Stored rows

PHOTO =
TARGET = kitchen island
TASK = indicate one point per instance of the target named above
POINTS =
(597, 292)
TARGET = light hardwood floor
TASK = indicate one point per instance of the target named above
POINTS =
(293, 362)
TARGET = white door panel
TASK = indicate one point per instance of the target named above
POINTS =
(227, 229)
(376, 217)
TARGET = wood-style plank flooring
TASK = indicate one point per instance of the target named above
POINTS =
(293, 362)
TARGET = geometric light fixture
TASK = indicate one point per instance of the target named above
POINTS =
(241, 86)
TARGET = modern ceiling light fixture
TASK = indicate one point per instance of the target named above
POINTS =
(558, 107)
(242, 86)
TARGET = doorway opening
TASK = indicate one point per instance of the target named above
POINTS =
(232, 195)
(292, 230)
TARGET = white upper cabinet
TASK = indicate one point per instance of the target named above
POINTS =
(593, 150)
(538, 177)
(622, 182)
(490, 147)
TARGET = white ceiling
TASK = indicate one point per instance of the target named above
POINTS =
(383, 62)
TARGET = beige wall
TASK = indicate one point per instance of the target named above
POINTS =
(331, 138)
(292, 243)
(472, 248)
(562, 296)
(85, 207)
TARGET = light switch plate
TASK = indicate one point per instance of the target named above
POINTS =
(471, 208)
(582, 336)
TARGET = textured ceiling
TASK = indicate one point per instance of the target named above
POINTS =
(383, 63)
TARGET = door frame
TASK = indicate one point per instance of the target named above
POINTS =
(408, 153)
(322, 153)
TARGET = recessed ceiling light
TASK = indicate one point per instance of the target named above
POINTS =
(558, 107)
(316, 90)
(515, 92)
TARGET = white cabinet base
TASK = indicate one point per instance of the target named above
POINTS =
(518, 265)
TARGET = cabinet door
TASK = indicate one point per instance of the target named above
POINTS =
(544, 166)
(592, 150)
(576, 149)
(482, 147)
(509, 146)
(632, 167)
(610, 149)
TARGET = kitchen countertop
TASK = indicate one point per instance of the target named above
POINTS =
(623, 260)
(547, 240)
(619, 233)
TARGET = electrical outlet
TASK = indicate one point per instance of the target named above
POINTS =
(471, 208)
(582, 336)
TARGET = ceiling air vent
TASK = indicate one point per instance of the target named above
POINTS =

Written task
Copy out exactly the lines running from the line with "TARGET = door frame" to the end of the records, inclusive.

Worked solution
TARGET = door frame
TASK = indicate one point per instance of the target named above
POINTS =
(408, 153)
(322, 153)
TARGET = recessed ceiling light
TASK = indicate one point per instance of the target named above
POINTS =
(558, 107)
(316, 90)
(515, 92)
TARGET = white cabinet base
TASK = indicate one point per instance of the target named above
POINTS =
(518, 265)
TARGET = cabinet door
TASK = indicate one point per instance of the target named above
POINTS =
(544, 166)
(592, 150)
(576, 149)
(482, 147)
(509, 146)
(632, 167)
(610, 149)
TARGET = kitchen countertop
TASK = indicate one point per instance of the target named above
POINTS =
(623, 260)
(547, 240)
(619, 233)
TARGET = electrical outlet
TASK = indicate one point per instance of the target named above
POINTS =
(471, 208)
(582, 336)
TARGET = ceiling air vent
TASK = indicate one point per instance of the target named above
POINTS =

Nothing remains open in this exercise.